> REQUESTS:
1 > Answer these questions from the text on Pavel Vízner's tennis career, giving each answer on its own line marked to match:
(a) What career high doubles ranking did Vízner reach, and in which month and year?
(b) In which city and year did he win his first title?
(c) Who was his partner when he reached the Wimbledon men's doubles semifinals in 1997?
2 > Pick up the account of Pavel Vízner's tennis career after its last sentence and carry it forward.

> SUPPLIED TEXT:
Pavel Vízner (born 15 July 1970) is a retired professional male tennis player from the Czech Republic. Vízner has reached the French Open final twice, having had turned professional in 1990 and achieved a career high doubles ranking of World No. 5 in November 2007.

Career 
While Vízner had played tournaments in 1988 and 1989 before professionalism in 1990, he won his first title in Prague in 1993 on the Challenger circuit, defeating Swedes Tomas Nydahl and Mikael Tillström in the final, partnered by David Rikl, also a player with a higher doubles ranking and ultimately more success. He won another minor title in Guayaquil, Ecuador later in 1995.

Pavel broke through in 1996, winning a total of five titles; three of them being major titles. His first major title that he won was at Sankt Pölten, with Sláva Doseděl where they defeated David Adams and Menno Oosting in the final. His next title he won with Paul Kilderry over Anders Järryd and number 7 doubles player Mark Knowles in a tournament in Rosmalen, Netherlands. En route, he and partner Kilderry beat the 4th, 7th, 12th, and 14th-ranked doubles players. He won another title yet again in Gstaad, Switzerland, beating David Macpherson and Trevor Kronemann in the final, aside Jiří Novák (a doubles talent in a later day) In Grand Slam men's doubles performance, he participated in the French Open and the U.S. Open, and made the third round at Wimbledon. He ended 1996 ranked 28, having had broken into the top 100 for doubles.

1997 was title dry for Vízner; however he did make the semifinals of the Wimbledon men's doubles tournament with Martin Damm, who yet again thrived as a doubles player. He participated in the Australian Open for the first time, but remained title dry for several years until 2003, and did not reach a final until 1998.

> DATASET:

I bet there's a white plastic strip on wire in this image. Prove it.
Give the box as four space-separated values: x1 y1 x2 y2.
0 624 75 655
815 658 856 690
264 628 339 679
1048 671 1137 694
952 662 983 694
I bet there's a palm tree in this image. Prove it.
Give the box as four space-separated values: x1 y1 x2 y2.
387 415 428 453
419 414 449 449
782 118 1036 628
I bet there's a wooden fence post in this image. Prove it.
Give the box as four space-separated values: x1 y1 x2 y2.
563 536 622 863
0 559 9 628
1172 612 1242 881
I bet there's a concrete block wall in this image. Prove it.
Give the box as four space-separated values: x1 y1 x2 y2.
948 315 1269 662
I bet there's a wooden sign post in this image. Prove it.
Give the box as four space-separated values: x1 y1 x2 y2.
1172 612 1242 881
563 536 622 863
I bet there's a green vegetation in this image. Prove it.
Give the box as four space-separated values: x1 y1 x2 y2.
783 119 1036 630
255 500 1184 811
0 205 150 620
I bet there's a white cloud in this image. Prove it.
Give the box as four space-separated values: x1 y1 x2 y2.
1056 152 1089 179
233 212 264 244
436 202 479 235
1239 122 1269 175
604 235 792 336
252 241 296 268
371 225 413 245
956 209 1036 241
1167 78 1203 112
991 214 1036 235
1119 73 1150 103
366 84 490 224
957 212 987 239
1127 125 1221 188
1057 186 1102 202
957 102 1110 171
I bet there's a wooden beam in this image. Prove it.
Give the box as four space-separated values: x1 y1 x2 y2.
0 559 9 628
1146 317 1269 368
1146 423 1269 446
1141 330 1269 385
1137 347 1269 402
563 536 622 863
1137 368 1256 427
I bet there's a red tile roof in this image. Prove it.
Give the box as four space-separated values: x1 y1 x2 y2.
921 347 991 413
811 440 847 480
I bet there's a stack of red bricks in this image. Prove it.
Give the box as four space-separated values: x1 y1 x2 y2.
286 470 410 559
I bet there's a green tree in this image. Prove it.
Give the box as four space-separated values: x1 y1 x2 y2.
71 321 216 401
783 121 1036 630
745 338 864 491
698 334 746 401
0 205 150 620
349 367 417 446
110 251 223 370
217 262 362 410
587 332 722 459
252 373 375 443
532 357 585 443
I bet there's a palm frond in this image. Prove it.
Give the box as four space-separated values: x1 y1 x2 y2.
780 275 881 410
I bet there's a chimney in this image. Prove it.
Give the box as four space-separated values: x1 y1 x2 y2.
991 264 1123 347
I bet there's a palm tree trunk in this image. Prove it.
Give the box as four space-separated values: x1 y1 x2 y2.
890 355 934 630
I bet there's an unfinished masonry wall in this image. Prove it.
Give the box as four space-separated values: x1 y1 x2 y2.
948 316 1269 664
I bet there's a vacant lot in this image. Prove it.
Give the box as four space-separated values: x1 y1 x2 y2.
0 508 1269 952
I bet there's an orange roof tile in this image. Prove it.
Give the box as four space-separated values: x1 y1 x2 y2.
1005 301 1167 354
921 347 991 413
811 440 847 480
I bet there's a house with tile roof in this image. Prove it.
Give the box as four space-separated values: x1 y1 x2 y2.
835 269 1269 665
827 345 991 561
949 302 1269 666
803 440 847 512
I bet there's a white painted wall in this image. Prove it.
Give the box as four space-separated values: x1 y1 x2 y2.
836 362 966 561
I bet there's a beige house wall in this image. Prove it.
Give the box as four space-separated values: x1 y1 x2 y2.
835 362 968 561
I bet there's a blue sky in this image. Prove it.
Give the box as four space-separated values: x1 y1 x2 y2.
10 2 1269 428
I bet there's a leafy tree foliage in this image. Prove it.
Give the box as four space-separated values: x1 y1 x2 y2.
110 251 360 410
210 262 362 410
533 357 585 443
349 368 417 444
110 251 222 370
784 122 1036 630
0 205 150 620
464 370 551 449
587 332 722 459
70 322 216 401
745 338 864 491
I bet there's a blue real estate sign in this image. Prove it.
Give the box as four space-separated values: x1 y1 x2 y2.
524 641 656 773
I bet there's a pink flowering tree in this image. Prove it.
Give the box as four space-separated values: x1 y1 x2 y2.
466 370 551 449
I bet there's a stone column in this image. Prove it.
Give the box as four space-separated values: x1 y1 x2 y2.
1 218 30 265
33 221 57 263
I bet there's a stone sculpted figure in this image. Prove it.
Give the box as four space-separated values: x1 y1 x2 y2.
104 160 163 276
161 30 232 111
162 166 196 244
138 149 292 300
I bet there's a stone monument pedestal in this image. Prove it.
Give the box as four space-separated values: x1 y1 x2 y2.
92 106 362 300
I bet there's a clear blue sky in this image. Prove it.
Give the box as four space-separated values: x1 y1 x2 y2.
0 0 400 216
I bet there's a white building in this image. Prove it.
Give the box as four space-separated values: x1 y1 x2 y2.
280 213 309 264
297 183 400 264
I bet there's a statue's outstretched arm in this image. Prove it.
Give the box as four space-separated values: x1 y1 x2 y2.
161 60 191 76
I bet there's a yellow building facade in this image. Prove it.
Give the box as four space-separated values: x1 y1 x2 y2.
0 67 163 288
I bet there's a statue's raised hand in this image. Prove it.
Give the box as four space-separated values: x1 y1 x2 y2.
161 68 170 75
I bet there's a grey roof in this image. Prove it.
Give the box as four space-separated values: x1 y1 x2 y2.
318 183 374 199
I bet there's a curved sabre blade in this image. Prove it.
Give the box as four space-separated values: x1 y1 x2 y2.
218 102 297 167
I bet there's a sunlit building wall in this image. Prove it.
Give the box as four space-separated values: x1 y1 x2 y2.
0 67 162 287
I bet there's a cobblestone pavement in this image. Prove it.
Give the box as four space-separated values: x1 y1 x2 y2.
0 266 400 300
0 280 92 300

> OUTPUTS:
1 >
(a) World No. 5, in November 2007
(b) Prague, in 1993
(c) Martin Damm

2 >
While the years of 1998, 1999 and 2000 were somewhat dull for Vízner title-wise, he did win minor titles in each of these years. He made the finals of tournaments in these three years as well, and lost a close match at the 1999 Wimbledon Championships to 6th-ranked Olivier Delaître and 12th-ranked Fabrice Santoro in the second round of doubles competition along with Peter Tramacchi, in five sets, 4–6, 6–3, 3–6, 6–1, 3–6.

His equalled-best Grand Slam performance to date came in 2001 where he and Petr Pála lost in the final of the 2001 French Open to Indians Mahesh Bhupathi and Leander Paes. Vízner and Pála also made the quarterfinals of the 2001 Wimbledon Championships, but lost to Belarus's Max Mirnyi, ranked 5th, and Belarusian compatriot Vladimir Voltchkov, ranked 406th, despite being up 2–1 in set score. In 2001, he also reached number 13, his highest rank to date.

He dropped out of the top 20 for doubles in 2002, having not won a title and losing early in many events.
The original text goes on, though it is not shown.